▸ THE TASK
Reproduce the part of the rows below that opens with the line containing "the rock outcrop" and closes with the line containing "550, 302, 1035, 598", keeping both of those lines.

--- MATERIAL TO PROCESS ---

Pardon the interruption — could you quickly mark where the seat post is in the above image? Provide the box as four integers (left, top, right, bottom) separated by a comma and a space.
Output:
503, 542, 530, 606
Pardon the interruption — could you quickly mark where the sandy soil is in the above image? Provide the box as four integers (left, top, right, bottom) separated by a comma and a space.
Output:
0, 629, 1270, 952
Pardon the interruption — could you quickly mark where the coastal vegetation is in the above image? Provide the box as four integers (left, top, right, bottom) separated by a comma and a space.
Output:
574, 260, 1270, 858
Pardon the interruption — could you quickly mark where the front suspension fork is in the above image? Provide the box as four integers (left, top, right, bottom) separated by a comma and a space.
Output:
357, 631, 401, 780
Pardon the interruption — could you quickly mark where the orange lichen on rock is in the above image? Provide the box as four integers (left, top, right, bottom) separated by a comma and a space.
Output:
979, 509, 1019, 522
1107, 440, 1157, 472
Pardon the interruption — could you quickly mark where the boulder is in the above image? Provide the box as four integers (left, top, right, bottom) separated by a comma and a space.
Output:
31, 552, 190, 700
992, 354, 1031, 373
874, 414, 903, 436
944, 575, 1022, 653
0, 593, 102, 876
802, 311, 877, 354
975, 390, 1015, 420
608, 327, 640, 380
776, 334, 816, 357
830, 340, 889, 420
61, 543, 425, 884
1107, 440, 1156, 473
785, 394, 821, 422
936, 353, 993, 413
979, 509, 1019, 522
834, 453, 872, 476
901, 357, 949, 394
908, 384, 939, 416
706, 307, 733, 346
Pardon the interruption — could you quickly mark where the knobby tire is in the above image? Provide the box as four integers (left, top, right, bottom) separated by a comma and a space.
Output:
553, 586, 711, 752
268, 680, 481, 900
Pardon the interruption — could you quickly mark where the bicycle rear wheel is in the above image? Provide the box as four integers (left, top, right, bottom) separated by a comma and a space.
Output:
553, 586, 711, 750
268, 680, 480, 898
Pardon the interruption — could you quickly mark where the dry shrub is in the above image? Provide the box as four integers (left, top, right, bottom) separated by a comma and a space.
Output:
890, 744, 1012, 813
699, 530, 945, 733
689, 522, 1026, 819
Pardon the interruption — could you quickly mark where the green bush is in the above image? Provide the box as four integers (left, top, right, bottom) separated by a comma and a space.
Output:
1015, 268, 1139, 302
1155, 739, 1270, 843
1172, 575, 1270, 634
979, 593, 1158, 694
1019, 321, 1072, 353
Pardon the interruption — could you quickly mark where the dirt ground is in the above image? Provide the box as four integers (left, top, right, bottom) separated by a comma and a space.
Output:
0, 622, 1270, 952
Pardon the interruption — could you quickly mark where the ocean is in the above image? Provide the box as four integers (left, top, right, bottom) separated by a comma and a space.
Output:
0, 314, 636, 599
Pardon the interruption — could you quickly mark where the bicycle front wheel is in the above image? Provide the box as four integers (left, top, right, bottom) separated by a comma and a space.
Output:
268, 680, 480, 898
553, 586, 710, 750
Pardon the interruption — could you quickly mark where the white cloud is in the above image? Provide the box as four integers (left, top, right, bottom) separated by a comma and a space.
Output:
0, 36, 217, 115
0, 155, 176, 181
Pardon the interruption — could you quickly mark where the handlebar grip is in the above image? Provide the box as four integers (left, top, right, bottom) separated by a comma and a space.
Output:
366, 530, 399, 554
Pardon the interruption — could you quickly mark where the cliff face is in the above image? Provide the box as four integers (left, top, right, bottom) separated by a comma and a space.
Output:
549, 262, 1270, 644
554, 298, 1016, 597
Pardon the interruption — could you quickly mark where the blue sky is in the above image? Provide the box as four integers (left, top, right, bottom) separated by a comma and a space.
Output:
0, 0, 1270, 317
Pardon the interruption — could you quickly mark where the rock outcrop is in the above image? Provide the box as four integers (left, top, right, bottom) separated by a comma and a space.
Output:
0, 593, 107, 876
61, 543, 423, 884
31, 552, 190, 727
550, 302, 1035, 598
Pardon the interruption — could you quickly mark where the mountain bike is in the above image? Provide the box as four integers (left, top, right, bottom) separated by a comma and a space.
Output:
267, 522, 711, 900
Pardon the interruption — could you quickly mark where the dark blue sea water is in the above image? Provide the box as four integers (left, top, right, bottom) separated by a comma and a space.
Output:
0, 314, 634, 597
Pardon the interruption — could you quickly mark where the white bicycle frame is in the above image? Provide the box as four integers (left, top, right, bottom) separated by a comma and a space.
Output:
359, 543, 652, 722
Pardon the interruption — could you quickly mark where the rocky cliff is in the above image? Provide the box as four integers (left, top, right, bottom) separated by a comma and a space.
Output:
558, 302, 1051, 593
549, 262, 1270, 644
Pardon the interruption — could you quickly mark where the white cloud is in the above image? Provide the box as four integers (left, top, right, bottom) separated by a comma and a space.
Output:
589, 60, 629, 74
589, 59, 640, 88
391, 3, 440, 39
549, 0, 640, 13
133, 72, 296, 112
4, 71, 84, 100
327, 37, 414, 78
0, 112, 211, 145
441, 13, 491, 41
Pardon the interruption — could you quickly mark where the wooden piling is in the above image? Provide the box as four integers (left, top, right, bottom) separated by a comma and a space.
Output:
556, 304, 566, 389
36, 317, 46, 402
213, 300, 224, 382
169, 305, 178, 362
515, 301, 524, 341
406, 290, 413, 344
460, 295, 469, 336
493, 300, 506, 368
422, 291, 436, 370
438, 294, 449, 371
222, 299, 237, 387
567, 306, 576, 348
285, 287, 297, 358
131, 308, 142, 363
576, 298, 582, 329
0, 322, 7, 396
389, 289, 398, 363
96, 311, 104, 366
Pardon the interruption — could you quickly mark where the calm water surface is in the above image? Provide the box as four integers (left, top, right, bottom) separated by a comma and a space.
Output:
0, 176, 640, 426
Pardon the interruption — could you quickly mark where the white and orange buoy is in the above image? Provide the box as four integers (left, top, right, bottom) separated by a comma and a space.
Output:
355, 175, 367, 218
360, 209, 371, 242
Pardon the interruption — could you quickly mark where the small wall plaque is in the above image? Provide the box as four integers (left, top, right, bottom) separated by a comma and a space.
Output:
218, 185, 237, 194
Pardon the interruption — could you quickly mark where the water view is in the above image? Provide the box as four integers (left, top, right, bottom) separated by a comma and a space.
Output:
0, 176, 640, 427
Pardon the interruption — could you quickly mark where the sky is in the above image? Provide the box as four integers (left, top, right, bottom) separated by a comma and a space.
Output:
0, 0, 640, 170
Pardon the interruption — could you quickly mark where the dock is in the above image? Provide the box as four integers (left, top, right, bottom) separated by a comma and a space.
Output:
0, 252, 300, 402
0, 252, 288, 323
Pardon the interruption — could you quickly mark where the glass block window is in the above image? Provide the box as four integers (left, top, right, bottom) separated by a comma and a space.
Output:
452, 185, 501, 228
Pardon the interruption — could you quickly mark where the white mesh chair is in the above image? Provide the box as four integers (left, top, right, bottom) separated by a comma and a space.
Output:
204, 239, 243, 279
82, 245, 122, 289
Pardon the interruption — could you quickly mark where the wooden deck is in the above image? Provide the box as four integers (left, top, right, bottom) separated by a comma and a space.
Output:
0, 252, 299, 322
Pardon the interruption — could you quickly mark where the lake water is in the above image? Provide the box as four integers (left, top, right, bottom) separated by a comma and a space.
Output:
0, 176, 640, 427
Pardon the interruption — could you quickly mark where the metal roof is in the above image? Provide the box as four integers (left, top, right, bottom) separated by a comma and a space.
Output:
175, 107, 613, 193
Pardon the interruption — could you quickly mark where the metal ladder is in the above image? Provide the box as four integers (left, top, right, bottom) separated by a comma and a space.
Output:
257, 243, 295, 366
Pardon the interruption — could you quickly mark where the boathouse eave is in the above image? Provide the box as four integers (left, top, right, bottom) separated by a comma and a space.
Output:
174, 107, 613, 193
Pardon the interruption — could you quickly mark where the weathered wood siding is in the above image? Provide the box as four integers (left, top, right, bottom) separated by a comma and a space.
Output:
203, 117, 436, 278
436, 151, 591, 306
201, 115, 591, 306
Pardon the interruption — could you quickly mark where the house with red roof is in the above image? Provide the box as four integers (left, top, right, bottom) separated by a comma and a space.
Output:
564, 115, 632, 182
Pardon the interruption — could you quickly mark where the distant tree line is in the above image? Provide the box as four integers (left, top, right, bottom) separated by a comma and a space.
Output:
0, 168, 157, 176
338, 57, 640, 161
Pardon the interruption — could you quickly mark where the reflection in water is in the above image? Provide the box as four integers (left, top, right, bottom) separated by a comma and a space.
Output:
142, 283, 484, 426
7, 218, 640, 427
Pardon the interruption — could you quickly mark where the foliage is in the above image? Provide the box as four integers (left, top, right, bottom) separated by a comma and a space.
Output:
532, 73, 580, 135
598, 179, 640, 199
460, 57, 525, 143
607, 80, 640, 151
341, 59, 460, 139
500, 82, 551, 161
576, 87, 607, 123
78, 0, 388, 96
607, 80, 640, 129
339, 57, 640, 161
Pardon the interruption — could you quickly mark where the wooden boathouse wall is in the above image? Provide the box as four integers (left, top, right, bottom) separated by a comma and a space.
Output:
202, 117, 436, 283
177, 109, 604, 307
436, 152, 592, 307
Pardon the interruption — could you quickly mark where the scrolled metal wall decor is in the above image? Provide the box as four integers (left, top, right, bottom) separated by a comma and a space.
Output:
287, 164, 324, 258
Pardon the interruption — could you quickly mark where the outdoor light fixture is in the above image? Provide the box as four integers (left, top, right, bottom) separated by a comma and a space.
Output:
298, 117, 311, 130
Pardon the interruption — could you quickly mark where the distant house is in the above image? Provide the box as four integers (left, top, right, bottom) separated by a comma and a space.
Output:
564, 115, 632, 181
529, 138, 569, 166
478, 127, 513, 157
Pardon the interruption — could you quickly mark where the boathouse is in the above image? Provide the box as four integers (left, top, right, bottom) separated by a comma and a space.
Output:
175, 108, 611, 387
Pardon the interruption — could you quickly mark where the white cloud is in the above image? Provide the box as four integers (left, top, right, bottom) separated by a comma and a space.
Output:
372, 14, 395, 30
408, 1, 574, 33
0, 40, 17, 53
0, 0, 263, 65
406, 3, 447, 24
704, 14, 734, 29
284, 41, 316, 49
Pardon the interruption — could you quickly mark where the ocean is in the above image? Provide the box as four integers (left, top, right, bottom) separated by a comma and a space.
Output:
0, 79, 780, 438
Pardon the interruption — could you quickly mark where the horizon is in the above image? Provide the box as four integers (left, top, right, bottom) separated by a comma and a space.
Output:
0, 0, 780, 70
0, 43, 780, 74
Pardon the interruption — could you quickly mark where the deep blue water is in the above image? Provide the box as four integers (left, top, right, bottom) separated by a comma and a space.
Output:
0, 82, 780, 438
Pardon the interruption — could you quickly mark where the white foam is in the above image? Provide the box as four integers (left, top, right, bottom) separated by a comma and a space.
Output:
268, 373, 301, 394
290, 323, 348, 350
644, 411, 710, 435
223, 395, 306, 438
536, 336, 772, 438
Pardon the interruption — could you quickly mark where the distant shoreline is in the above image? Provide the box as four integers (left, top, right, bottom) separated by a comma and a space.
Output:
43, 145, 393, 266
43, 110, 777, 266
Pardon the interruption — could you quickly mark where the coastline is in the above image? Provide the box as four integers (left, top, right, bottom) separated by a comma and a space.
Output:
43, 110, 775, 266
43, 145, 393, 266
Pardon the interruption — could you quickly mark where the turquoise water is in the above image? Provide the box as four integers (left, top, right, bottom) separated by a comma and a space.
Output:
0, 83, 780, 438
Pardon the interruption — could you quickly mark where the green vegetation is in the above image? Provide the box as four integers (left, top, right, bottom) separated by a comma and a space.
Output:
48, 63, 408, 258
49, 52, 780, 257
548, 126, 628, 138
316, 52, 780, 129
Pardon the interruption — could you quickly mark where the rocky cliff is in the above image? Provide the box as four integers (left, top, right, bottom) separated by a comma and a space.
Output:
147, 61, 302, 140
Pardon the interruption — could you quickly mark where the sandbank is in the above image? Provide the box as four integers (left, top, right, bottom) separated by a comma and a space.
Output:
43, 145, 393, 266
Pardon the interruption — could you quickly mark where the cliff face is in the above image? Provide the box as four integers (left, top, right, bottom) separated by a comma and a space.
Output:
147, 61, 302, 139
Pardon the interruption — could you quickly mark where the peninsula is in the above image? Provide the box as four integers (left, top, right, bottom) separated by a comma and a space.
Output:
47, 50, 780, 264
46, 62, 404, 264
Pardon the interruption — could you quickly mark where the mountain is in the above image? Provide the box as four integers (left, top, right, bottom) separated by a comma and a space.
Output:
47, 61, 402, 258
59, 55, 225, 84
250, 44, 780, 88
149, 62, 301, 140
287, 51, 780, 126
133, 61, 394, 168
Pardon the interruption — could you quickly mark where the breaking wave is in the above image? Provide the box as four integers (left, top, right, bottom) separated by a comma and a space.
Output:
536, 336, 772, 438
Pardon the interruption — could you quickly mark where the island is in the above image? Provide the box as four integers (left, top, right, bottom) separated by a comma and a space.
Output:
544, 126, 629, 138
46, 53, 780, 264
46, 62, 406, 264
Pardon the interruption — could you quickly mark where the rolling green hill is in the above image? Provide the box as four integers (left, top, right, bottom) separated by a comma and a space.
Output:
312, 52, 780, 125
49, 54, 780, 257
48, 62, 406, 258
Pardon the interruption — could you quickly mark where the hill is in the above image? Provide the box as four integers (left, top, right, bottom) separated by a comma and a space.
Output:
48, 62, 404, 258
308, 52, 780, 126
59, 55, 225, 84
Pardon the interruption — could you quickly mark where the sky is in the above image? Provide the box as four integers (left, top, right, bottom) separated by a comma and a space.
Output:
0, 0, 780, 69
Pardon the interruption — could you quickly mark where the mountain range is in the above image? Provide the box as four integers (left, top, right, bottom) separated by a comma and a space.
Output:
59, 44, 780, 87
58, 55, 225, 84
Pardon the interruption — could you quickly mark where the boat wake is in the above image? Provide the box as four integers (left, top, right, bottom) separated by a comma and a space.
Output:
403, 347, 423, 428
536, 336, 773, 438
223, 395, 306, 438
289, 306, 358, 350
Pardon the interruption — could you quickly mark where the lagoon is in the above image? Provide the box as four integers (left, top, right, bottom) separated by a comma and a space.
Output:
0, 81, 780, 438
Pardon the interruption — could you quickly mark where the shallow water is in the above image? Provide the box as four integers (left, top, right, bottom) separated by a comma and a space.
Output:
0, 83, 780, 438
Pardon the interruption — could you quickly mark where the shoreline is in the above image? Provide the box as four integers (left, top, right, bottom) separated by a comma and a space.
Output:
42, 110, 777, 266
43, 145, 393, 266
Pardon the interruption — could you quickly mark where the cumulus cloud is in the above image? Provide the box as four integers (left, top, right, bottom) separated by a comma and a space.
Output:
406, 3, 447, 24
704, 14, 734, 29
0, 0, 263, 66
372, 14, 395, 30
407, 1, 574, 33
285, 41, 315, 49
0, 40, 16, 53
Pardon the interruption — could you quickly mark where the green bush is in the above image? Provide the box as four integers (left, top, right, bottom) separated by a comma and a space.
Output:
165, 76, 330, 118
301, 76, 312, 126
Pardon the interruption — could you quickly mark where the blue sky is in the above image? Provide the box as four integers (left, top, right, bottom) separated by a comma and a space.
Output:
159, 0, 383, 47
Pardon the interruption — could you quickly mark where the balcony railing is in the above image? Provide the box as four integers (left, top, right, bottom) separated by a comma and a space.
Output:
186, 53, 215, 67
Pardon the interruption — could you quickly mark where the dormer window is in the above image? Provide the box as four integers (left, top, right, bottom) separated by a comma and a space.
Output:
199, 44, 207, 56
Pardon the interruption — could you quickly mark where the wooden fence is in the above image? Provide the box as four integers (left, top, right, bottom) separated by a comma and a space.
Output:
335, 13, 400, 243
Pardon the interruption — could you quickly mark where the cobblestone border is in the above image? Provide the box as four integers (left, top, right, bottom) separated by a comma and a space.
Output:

---

▸ RESPONSE FOR THIS EXERCISE
Pardon the interruption — could you quickly mark where the rock outcrop is in the above image? Provide the box as four integers (left, top, right, bottom) separated by a comma and a space.
Output:
0, 593, 107, 876
61, 543, 423, 884
31, 552, 190, 727
550, 302, 1035, 598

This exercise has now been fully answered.